The entries shown below should be output exactly as they appear.

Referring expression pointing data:
▬▬▬▬▬▬

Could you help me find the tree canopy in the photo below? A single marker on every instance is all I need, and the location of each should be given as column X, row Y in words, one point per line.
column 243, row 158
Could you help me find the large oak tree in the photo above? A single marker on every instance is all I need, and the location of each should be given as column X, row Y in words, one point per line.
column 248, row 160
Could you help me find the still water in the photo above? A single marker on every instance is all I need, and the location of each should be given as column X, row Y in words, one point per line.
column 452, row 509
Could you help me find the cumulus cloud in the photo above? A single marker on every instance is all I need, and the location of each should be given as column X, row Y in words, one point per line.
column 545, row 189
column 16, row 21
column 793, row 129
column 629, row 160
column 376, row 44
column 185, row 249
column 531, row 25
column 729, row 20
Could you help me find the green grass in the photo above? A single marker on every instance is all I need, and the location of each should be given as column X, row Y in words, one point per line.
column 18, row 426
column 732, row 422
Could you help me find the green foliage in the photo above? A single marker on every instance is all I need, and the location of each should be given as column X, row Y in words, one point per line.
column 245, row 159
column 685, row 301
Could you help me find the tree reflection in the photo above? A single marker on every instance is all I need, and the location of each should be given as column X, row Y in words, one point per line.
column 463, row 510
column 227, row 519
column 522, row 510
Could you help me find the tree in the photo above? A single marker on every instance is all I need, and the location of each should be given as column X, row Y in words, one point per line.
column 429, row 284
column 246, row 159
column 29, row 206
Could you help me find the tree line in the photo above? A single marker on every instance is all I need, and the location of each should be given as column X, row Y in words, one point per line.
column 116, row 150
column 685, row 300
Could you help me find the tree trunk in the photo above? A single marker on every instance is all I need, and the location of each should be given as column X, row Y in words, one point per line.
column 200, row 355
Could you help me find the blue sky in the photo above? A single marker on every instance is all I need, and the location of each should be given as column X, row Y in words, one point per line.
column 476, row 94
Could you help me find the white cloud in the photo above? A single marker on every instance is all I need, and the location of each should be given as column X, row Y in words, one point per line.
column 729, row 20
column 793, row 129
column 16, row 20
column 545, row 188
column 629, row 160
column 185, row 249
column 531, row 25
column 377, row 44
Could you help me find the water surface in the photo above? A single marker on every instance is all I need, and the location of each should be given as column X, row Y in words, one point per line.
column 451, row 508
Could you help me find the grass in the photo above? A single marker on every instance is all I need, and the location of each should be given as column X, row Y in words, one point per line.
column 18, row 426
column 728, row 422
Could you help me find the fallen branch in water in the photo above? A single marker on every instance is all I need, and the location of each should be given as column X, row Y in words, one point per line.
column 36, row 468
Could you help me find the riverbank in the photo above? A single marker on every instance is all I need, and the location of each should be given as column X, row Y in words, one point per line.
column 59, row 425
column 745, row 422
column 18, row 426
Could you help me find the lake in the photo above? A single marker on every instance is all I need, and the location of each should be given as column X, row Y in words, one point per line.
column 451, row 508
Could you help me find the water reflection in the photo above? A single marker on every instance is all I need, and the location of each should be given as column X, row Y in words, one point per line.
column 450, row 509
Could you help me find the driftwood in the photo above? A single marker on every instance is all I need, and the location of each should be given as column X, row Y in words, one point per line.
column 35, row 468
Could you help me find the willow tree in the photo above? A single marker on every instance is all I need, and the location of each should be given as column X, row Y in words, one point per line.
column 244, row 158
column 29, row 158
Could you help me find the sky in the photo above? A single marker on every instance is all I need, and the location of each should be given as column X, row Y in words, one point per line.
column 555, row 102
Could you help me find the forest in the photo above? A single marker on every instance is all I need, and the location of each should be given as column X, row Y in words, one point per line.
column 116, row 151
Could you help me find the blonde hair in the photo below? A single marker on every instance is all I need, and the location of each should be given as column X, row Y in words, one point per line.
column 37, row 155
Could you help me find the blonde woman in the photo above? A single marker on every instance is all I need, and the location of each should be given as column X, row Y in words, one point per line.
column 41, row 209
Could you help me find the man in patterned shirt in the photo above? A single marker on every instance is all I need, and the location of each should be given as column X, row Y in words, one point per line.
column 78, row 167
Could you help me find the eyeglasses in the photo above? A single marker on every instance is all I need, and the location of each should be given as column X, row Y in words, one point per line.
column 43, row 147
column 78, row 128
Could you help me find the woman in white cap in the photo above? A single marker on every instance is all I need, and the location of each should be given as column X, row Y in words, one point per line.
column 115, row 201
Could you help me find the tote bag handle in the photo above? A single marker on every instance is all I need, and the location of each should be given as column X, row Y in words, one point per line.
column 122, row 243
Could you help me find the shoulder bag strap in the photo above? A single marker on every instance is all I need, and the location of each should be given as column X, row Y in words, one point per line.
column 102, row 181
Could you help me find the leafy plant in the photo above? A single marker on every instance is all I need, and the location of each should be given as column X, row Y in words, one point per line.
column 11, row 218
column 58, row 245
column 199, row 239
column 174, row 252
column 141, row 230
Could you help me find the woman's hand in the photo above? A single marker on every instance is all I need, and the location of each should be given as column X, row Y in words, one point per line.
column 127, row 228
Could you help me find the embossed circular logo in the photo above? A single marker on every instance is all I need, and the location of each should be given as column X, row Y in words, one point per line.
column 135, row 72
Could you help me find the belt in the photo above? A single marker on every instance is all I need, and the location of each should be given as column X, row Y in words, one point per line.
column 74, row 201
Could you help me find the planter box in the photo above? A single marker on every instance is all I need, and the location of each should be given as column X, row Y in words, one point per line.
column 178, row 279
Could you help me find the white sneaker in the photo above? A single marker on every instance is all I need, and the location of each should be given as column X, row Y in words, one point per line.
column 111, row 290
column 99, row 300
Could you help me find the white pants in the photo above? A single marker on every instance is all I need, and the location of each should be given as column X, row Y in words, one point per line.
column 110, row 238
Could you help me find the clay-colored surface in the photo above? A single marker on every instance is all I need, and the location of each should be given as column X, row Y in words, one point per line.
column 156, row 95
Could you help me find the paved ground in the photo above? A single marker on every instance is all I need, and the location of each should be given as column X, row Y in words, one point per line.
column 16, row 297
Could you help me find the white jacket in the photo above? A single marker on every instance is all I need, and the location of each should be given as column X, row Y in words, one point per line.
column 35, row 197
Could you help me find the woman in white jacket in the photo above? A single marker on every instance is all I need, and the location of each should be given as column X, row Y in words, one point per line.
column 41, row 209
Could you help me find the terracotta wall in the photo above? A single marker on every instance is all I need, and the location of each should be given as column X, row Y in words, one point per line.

▬▬▬▬▬▬

SOLUTION:
Could you help me find the tree canopy in the photo below? A single marker on every instance is all I need, and the location of each should be given as column X, row Y in words, one point per line.
column 243, row 158
Could you help me find the large oak tree in the photo above? A single marker on every instance is all I need, and the location of each should be given as column X, row Y in words, one point per line.
column 248, row 160
Could you help me find the still water in the photo above? A single marker on every instance is all I need, and the location of each should be given as column X, row Y in words, one point per line.
column 452, row 509
Could you help me find the cumulus cloud in the photo above? A single marker on every instance is all I need, and the location of each should be given as column X, row Y in words, one point per line.
column 545, row 189
column 16, row 21
column 793, row 129
column 629, row 160
column 376, row 44
column 185, row 249
column 531, row 25
column 729, row 20
Could you help me find the green grass in the photo above? A single marker on every instance is all I need, and the location of each should be given as column X, row Y in words, one point per line.
column 18, row 426
column 732, row 422
Could you help me find the green foliage in the photo above? A single marker on every instance is all I need, and the location of each should be given as column X, row Y in words, one point per line.
column 245, row 159
column 685, row 301
Could you help me find the tree reflection in the photo above? A single marker on every instance is all I need, and the location of each should be given as column X, row Y in words, one point per line.
column 463, row 510
column 227, row 519
column 522, row 510
Could you help me find the tree in the photo above? A single marker on every instance is all I need, and the location of each should be given as column X, row Y in words, one point per line.
column 429, row 284
column 246, row 159
column 29, row 206
Could you help me find the tree line in the photo above? A single marker on every instance is all I need, and the location of each should be given as column X, row Y in words, one point per line.
column 116, row 150
column 685, row 300
Could you help me find the tree trunk in the photo above? A single marker on every instance is all I need, and the location of each should be given as column X, row Y in words, one point per line.
column 200, row 355
Could you help me find the blue sky in the photo above? A single marker on every instance is all I need, and the location of each should be given as column X, row Y in words, one point per line.
column 476, row 94
Could you help me find the white cloud in the photo above? A single marker on every instance is all I need, and the location of each should be given as column X, row Y in words, one point per line.
column 729, row 20
column 793, row 129
column 16, row 20
column 545, row 188
column 629, row 160
column 185, row 249
column 531, row 25
column 377, row 44
Could you help me find the water surface in the photo above? A single marker on every instance is all I need, and the location of each should be given as column X, row Y in words, one point per line.
column 451, row 508
Could you help me find the grass in the photo above? A single marker on every instance is all I need, and the location of each should be given as column X, row Y in words, one point per line.
column 18, row 426
column 728, row 422
Could you help me find the fallen branch in water in the photo above? A single marker on every instance is all I need, and the location of each should be given as column X, row Y in words, one point per line.
column 36, row 468
Could you help me find the riverbank in the photo above? A single marker on every instance is all I need, and the location of each should be given as column X, row Y in words, one point per line.
column 59, row 425
column 745, row 422
column 18, row 426
Could you help me find the lake in the photo above? A single marker on every instance is all I need, and the location of each should be given as column X, row Y in words, one point per line.
column 451, row 508
Could you help me find the water reflection in the photo above? A single marker on every instance is all I need, and the location of each should be given as column X, row Y in words, one point per line.
column 450, row 509
Could you help me find the driftwood in the photo above? A single marker on every instance is all I need, and the location of each should be given as column X, row Y in words, one point per line.
column 35, row 468
Could you help me find the willow tree in the photo above? A single marker on every instance is all I need, and the location of each should be given as column X, row Y in words, one point per line.
column 244, row 158
column 29, row 158
Could you help me find the sky in the photo above? A single marker on every instance is all I need, and the location of each should be given as column X, row Y in words, one point per line.
column 555, row 102
Could you help me find the forest in the photo above? A single marker on every instance is all I need, and the location of each should be given as column X, row Y in words, one point per line.
column 116, row 151
Could you help me find the blonde hair in the photo below? A single marker on every instance is all I need, and the location of each should be given as column X, row Y in words, one point per line.
column 37, row 155
Could you help me find the blonde woman in the photo above? A single marker on every instance is all I need, and the location of each should be given as column X, row Y in words, one point per line.
column 41, row 209
Could you help me find the man in patterned shirt in the photo above? A single marker on every instance is all I need, and the location of each should be given as column X, row Y in words, one point per line.
column 78, row 167
Could you help me find the eyeglasses in the photo above? A single marker on every instance is all I need, and the location of each should be given as column X, row Y in words, one point per line.
column 43, row 147
column 78, row 128
Could you help me find the woman in white cap in the photo above? A single marker on every instance is all I need, and the location of each should be given as column X, row Y in words, one point per line.
column 115, row 201
Could you help me find the tote bag handle in the photo above? A single marker on every instance is all I need, and the location of each should be given as column X, row Y in words, one point per line.
column 122, row 243
Could you help me find the shoulder bag strap in the photo above? A single marker on every instance is all I need, and the location of each should be given as column X, row Y in words, one point per line.
column 102, row 181
Could you help me find the leafy plant in the photo above? A single marker on every instance is all I need, and the location of each should be given as column X, row Y in words, one point per line.
column 11, row 218
column 58, row 245
column 199, row 239
column 174, row 252
column 141, row 230
Could you help me find the woman's hand in the photo above? A single marker on every instance is all I need, and the location of each should be given as column X, row Y in words, one point per line.
column 127, row 228
Could you help me find the embossed circular logo in the photo above? A single marker on every instance is all I need, and the location of each should be given as column X, row Y in words, one point per line.
column 135, row 72
Could you help me find the belt in the photo above? A single marker on every instance is all I need, and the location of each should be given as column X, row Y in words, one point per line.
column 74, row 201
Could you help me find the planter box in the photo above? A single marker on every instance is all I need, and the location of each should be given as column X, row Y in words, one point per line.
column 178, row 279
Could you help me find the white sneaker in the photo above? A single marker on every instance is all I need, and the location of each should be given as column X, row Y in words, one point per line.
column 111, row 290
column 99, row 300
Could you help me find the white pants in the photo above? A single marker on every instance is all I need, and the location of each should be given as column X, row Y in words, one point per line.
column 110, row 238
Could you help me find the clay-colored surface in the photo above? A single marker on every instance is all I need, and the location of each should be given as column X, row Y in words, one point per line.
column 156, row 95
Could you help me find the paved ground in the photo above? A single marker on every instance is all I need, and the location of each should be given as column X, row Y in words, one point per line.
column 16, row 297
Could you help me find the white jacket in the photo above? A single marker on every instance is all I need, and the location of each should be given as column X, row Y in words, one point per line.
column 35, row 197
Could you help me find the woman in white jacket in the photo above? A single marker on every instance is all I need, and the location of each should be given as column X, row Y in words, one point per line.
column 41, row 209
Could you help me find the terracotta wall in the photo above? A single marker on every instance is all I need, and the location of each should be given as column X, row Y in words, one point per line.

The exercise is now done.